# [Directive]
Reproduce every entry below precisely. Pictures are excluded from the copy.

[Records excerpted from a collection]
===============
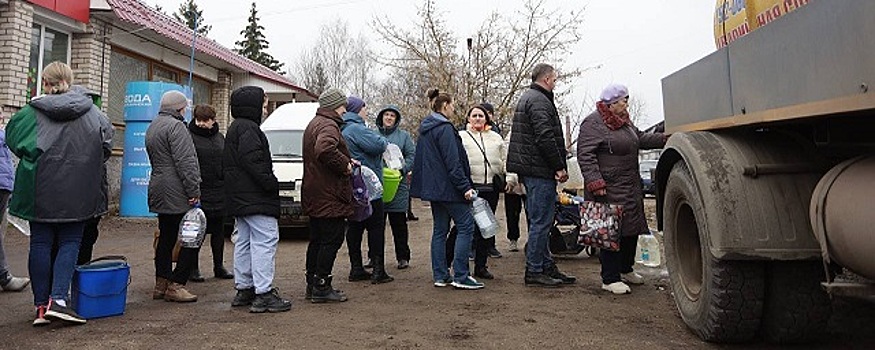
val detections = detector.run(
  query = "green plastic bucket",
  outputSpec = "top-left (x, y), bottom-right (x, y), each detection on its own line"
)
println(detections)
top-left (383, 168), bottom-right (401, 203)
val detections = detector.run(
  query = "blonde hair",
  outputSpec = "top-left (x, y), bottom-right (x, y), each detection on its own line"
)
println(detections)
top-left (43, 61), bottom-right (73, 95)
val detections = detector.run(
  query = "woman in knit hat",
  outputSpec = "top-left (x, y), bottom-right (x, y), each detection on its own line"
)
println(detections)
top-left (577, 85), bottom-right (666, 294)
top-left (146, 90), bottom-right (201, 302)
top-left (301, 89), bottom-right (355, 303)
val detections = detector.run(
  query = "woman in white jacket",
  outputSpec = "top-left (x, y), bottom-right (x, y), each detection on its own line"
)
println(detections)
top-left (447, 105), bottom-right (505, 279)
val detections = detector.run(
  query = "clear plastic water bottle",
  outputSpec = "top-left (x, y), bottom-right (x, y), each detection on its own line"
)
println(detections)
top-left (635, 232), bottom-right (662, 267)
top-left (179, 203), bottom-right (207, 248)
top-left (471, 191), bottom-right (498, 239)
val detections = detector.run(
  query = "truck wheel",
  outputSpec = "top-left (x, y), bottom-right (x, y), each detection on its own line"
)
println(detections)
top-left (761, 261), bottom-right (832, 343)
top-left (664, 161), bottom-right (765, 342)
===============
# [Solved problem]
val detections = detector.run(
  query = "green plastic bucket",
  outputSpec = "top-left (x, y), bottom-right (x, y), each detection on its own line"
)
println(detections)
top-left (383, 168), bottom-right (401, 203)
val detections = detector.run(
  query = "blonde hair",
  outputSpec = "top-left (x, y), bottom-right (x, y), each detection on its own line"
)
println(detections)
top-left (43, 61), bottom-right (73, 95)
val detections = detector.run(
  query = "woman in knit hat",
  outputSpec = "top-left (x, y), bottom-right (x, y), each detection on its own line"
)
println(detections)
top-left (577, 85), bottom-right (666, 294)
top-left (146, 90), bottom-right (201, 302)
top-left (301, 89), bottom-right (355, 303)
val detections = detector.run(
  query = "woman in white jacket",
  outputSpec = "top-left (x, y), bottom-right (x, y), each detection on its own line"
)
println(detections)
top-left (447, 105), bottom-right (505, 279)
val detections = detector.run(
  query = "clear plastic water bottle",
  outputSpec = "top-left (x, y), bottom-right (x, y), each detection on its own line"
)
println(detections)
top-left (635, 232), bottom-right (662, 267)
top-left (179, 203), bottom-right (207, 248)
top-left (471, 191), bottom-right (498, 239)
val detections = detector.run(
  query = "truck wheel",
  outputSpec = "top-left (x, y), bottom-right (x, y), each detection on its own line"
)
println(detections)
top-left (761, 261), bottom-right (832, 343)
top-left (664, 161), bottom-right (765, 342)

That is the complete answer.